Segment Start: Quoted passage

Friday, October 28, 2011

Review: Slaughterhouse-Five by Kurt Vonnegut

The fun thing about this "100 books in 365 days" thing is that it's prompting me to read books that I was never forced to read in high school or college.  Slaughterhouse-Five is one of those books for me.  I never had to read it in high school, but had it described to me many times by classmates and friends.  When it dropped down to $4.27 on Kindle last week, I thought, what the hell, I'll take a chance.  And I did.  Number 80 for the year (we're getting so close to the end!) is Kurt Vonnegut's absurdist tale of war and its repercussions.

Slaughterhouse-Five's narrator (Kurt Vonnegut himself) is a veteran of World War II trying to write a story about his experiences in the firebombing of Dresden, Germany.  But instead, he makes himself only the bit-part in the tale of the tragic Billy Pilgrim, a student of optometry who is drafted into the war and finds himself woefully unprepared for the horror that greets him when he arrives in Europe.  Ridiculed by his fellow soldiers, he is captured by the German army and taken as a prisoner of war to the makeshift prison known as "Slaughterhouse-Five" in Dresden, a quiet city of seemingly little import.  There Billy lies adrift in a sea of fantasy as the city collapses around him in a firebombing worse than Hiroshima and Nagasaki combined, surviving to return to the United States a different person, wholly altered, trying to find his way in a world that does not understand him.

It took me a few pages to wrap my brain around the fundamental illness that was plaguing Billy Pilgrim -- post-traumatic stress disorder, or PTSD.  Known and understood now, after so many veterans of the Vietnam conflict returned home with such a diagnosis, it was virtually unheard-of during World War II.  Anyone who has seen the George C. Scott film Patton will remember the difficult scene where Patton screams at a young soldier that he finds huddled and sobbing in the hospital tent, accusing him of cowardice in the face of the enemy.  We've all heard stories of veterans "hitting the deck" when they hear a loud noise, or experiencing flashbacks to the Asian jungle, or any number of other horrific experiences.  But Billy Pilgrim takes it one step further -- he really believes that he has the ability to travel through time and space, and spends much of these travels on the far-away planet of Tralfamadore.  There he creates an alternate reality; instead of being a ridiculous optometrist-turned-soldier, he is a being both mysterious and respected.  Instead of having an overweight, foolish wife, he sleeps with a beautiful movie star every night.  Tralfamadore gives Billy a world he can understand, while providing a safe haven from the world he has never felt comfortable in.

Segment End: Quoted passage
Segment Start: Raw data

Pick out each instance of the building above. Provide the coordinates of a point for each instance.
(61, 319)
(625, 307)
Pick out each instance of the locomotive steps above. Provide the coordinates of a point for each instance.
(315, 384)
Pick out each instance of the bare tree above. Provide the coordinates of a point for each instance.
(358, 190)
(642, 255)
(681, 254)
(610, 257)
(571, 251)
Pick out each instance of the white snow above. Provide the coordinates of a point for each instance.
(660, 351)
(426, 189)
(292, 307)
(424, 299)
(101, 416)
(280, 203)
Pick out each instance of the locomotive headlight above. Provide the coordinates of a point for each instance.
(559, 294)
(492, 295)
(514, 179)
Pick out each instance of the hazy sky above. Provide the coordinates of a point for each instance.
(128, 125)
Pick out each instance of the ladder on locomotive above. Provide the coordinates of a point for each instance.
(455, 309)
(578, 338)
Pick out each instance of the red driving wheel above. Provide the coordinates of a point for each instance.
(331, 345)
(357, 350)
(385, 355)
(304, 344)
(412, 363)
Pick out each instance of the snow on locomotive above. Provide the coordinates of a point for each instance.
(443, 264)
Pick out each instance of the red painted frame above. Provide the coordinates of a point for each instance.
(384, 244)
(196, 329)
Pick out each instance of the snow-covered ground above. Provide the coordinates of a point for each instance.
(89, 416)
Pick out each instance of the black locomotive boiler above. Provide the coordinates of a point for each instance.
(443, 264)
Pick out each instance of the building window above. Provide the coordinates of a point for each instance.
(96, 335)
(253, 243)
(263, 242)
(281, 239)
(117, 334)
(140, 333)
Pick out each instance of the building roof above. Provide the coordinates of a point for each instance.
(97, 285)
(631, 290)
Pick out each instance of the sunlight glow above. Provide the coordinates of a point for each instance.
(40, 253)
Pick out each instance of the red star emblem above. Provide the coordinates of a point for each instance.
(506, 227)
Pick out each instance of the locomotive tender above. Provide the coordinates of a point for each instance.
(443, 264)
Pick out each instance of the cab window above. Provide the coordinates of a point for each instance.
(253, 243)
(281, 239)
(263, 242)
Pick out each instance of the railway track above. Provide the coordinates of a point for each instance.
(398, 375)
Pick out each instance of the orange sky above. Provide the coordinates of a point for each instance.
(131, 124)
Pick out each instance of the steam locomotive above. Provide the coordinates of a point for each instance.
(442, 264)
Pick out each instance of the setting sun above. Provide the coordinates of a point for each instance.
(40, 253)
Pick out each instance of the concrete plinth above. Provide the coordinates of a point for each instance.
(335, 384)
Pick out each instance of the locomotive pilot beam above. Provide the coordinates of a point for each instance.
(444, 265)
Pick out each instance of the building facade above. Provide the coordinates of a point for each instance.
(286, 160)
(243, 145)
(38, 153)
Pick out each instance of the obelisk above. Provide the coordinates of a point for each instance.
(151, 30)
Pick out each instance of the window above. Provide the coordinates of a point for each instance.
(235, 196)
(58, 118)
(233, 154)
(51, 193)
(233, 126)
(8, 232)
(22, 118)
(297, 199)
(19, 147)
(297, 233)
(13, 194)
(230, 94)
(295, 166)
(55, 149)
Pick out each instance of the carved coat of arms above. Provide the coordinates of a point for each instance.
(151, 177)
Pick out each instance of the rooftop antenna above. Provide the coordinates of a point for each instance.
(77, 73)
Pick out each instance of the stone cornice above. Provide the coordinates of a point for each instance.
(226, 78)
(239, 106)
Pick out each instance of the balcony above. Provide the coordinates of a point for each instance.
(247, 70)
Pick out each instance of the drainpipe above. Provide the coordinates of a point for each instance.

Segment End: Raw data

#### What is needed
In the Slaughterhouse-Five review, what was Billy Pilgrim studying before he was drafted into the war? The entries can be set aside; nothing here depends on them.

#### Response area
Optometry.